*** ENTRIES SHOWN Section Begins ***

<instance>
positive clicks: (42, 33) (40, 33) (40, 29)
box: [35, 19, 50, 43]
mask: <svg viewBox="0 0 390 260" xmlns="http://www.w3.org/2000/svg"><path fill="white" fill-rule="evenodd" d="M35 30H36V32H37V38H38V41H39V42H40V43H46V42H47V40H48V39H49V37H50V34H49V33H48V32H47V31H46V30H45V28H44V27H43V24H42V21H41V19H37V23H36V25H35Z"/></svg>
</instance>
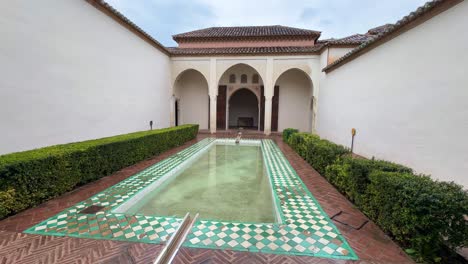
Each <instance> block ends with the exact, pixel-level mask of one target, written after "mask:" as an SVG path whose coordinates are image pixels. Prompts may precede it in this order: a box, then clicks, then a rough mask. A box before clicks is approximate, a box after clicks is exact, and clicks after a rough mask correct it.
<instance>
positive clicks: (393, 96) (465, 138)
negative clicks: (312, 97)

*** ENTRIES SHOWN Section Ends ***
*** ENTRIES SHOWN Section Begins ***

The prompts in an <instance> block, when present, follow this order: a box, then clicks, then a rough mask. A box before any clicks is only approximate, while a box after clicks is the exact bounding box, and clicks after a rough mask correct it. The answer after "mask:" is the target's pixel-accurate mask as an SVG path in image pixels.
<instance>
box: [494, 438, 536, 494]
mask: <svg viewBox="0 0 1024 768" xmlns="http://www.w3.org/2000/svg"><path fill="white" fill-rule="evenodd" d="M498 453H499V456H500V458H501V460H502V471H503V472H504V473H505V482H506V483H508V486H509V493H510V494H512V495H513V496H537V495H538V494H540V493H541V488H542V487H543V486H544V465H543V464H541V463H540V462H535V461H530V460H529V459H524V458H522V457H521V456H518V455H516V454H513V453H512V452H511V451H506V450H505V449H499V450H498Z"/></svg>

*** ENTRIES SHOWN Section Ends ***

▶ _WORK TO BE COMPLETED_:
Return each line of the preceding material in which "after" can be found.

▶ _COMPLETED EXERCISE_:
Each <instance> block ends with the exact, pixel-level mask of one target, written after "mask:" as an SVG path whose coordinates are image pixels. Prompts may precede it in this order: a box, then clicks, then a rough mask. A box before clicks is approximate, a box after clicks is exact, and clicks after a rough mask correct it.
The prompts in an <instance> block, when present, follow this order: a box, then clicks, then a rough mask. A box before any clicks is only approximate, while a box after clicks is the exact bounding box, and clicks after a rough mask correct it. The answer after "mask:" is the target's pixel-accurate mask as an SVG path in image pixels.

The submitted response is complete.